Stated task: Extract every line of the material below that contains the string "Target", treating uppercase and lowercase letters as distinct.

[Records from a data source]
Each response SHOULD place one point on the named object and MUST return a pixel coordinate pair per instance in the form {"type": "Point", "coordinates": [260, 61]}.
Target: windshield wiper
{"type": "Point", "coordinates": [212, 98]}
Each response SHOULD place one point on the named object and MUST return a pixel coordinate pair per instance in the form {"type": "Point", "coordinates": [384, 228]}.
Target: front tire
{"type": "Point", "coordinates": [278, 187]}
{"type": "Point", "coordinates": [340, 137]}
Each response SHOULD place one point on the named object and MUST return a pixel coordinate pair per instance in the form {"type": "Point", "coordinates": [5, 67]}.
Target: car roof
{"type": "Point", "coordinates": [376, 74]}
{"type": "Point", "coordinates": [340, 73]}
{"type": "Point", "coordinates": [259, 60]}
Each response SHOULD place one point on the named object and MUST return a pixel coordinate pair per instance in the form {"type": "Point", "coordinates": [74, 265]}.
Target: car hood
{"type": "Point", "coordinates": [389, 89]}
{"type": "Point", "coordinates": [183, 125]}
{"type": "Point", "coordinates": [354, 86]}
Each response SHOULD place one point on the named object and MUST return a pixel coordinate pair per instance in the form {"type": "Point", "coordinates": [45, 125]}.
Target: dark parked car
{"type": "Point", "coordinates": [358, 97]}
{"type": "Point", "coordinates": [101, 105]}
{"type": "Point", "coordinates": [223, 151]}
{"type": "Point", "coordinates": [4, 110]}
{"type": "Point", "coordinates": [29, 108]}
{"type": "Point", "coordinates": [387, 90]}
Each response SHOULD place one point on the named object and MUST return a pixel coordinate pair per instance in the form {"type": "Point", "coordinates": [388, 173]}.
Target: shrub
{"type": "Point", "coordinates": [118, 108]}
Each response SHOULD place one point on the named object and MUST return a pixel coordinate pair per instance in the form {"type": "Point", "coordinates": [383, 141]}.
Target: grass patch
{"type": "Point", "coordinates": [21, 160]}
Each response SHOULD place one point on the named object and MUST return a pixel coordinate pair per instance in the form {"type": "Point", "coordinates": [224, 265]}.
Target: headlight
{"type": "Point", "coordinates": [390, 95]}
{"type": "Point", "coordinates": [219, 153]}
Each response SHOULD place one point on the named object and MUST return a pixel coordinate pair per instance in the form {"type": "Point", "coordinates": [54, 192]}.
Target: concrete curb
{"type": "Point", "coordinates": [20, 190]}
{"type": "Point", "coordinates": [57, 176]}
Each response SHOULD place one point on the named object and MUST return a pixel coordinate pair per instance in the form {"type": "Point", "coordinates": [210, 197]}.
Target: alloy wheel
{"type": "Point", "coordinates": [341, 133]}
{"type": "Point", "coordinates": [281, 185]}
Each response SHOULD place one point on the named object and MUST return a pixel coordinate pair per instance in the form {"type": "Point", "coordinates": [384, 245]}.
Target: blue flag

Result for this task:
Target: windshield wiper
Target: front tire
Target: car roof
Target: car hood
Target: dark parked car
Target: shrub
Target: grass patch
Target: headlight
Target: concrete curb
Target: alloy wheel
Target: blue flag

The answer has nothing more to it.